SHORT EXERCISE 1
Render the listing as a JSON list of strings, one string per line with blank lines left out, starting at the line that contains "of the light" and ending at the last line of the listing.

# Start of EXCERPTED TEXT

There is no stocking of walleye on Lake Huron, that ended years ago when the population in Saginaw Bay exploded in the 2000's.


----------



## Big Skip (Sep 1, 2010)

Man if you zoom in it almost looks like a goby? Big head, eyes close to top of snout

Sent from my SM-A205U using Tapatalk


----------



## tdduckman (Jan 17, 2001)

That is a Walleye I stock thousands of fall fingerlings on my lake annually and that is what they look like. Not a Goby, shiner or shad. That is a walleye.


TD


----------



## tdduckman (Jan 17, 2001)




----------



## Big Skip (Sep 1, 2010)

Cute little buggers

Sent from my SM-A205U using Tapatalk


----------



## piscatorial warrior (Sep 14, 2011)

Ausable_Drifter said:


> Funny this was brought up. On October 10 I was bleeding a fish and caught what I thought was a bunch of walleye fingerlings in my headlamp on the A. I am almost positive they were Walleye but I could be wrong and could be some other type of minnow, def., not a shad. Probably not a logperch or stickleback, I was convinced Walleye. I took a picture though and here it is.
> View attachment 594833


That sure looks like a Walleye to me.


----------

# End of EXCERPTED TEXT
# Start of THE INPUT

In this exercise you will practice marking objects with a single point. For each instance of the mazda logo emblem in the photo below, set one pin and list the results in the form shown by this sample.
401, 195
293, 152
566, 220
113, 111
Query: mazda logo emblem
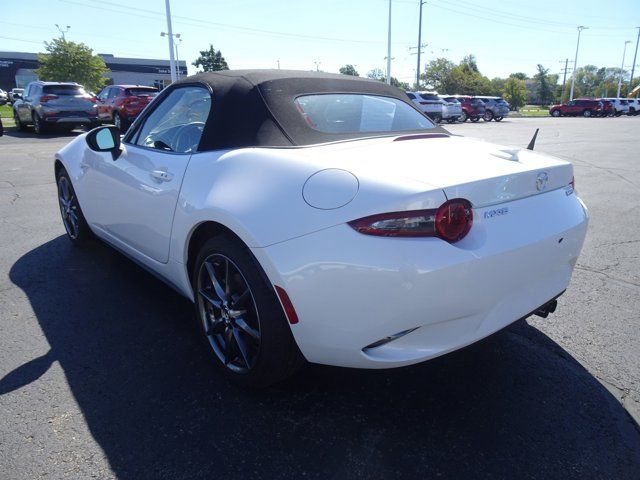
542, 180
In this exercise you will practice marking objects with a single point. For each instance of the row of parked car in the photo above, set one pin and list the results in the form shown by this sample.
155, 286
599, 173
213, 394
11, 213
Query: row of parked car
596, 107
67, 105
8, 97
453, 108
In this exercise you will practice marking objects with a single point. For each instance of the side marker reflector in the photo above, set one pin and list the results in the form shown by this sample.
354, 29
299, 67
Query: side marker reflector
289, 311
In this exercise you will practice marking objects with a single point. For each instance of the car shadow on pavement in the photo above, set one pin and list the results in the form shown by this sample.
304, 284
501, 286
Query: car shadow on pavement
515, 405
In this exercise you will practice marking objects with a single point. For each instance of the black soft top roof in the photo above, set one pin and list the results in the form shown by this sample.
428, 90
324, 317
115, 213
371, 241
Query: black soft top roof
256, 107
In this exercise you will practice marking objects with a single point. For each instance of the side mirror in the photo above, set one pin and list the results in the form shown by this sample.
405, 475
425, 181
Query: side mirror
105, 139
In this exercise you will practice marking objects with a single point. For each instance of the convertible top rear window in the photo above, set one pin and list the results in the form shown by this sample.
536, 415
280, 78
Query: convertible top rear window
359, 113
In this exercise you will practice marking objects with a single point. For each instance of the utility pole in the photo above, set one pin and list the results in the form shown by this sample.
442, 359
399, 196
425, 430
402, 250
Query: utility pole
564, 78
624, 52
575, 62
172, 62
63, 31
389, 48
419, 68
633, 67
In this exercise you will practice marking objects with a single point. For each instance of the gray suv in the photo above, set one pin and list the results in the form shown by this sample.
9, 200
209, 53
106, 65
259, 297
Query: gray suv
495, 108
45, 104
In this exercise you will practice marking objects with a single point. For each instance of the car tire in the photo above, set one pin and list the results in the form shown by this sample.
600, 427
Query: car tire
76, 226
255, 348
38, 124
19, 125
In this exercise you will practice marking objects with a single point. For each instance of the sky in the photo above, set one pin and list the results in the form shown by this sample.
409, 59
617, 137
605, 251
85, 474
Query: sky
506, 36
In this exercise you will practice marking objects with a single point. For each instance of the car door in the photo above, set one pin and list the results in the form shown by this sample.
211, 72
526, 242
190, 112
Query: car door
133, 198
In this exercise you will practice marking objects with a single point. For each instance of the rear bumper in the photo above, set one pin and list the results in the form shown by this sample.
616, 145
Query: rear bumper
352, 290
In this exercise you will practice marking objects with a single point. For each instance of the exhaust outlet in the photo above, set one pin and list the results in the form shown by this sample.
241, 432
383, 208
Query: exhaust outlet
546, 309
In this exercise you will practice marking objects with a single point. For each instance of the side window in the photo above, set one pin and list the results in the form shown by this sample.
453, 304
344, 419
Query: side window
176, 124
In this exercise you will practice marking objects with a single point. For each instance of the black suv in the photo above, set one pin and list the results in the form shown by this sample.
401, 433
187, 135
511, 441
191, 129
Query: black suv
44, 104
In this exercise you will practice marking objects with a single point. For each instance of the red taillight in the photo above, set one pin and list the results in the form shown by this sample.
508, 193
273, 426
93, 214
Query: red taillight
289, 311
451, 222
454, 220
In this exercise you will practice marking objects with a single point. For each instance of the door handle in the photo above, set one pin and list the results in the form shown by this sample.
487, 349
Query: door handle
161, 175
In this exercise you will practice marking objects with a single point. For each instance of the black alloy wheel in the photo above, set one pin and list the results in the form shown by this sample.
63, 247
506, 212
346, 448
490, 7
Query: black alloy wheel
72, 217
240, 316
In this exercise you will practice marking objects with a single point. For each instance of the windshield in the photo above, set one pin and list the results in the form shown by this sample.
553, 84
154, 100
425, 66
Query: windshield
359, 113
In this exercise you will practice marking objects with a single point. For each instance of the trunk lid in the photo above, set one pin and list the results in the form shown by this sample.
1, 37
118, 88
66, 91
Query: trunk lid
483, 173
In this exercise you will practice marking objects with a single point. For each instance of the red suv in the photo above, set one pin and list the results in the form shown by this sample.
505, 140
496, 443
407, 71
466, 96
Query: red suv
608, 108
587, 107
121, 104
472, 108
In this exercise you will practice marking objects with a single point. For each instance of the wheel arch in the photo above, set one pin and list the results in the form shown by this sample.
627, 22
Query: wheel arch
199, 235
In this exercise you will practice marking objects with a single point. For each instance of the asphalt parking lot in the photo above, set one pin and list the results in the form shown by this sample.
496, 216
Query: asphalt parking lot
103, 376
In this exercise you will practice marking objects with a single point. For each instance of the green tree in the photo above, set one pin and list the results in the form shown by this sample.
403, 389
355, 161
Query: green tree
465, 80
211, 60
71, 62
497, 86
469, 64
378, 74
349, 70
544, 89
515, 92
437, 74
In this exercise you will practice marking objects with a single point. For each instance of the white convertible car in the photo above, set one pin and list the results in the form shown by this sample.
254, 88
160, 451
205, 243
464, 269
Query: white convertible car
323, 217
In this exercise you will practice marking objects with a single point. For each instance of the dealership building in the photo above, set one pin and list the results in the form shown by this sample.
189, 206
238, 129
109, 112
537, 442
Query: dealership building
18, 68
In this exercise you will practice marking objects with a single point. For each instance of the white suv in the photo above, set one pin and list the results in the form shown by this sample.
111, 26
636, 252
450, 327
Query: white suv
430, 103
620, 105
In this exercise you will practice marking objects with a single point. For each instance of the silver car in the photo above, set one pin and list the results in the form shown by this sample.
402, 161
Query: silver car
451, 110
44, 104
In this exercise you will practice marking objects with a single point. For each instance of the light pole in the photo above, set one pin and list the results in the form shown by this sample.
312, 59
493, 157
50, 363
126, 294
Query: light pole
63, 31
624, 52
179, 42
389, 48
575, 62
418, 69
633, 68
172, 62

# End of THE INPUT

SHORT EXERCISE 2
Answer these questions from the walleye thread:
(a) According to the thread, when did walleye stocking on Lake Huron end?
(b) How many fall fingerlings does tdduckman stock on a lake annually?
(c) On what date was Ausable_Drifter bleeding a fish when the possible walleye fingerlings appeared in a headlamp?

FULL SOLUTION 1
[
  "In this exercise you will practice marking objects with a single point. For each instance of the light pole in the photo above, set one pin and list the results in the form shown by this sample.",
  "312, 59",
  "493, 157",
  "50, 363",
  "126, 294",
  "Query: light pole",
  "63, 31",
  "624, 52",
  "179, 42",
  "389, 48",
  "575, 62",
  "418, 69",
  "633, 68",
  "172, 62"
]

FULL SOLUTION 2
(a) It ended years ago, when the population in Saginaw Bay exploded in the 2000s.
(b) Thousands.
(c) October 10.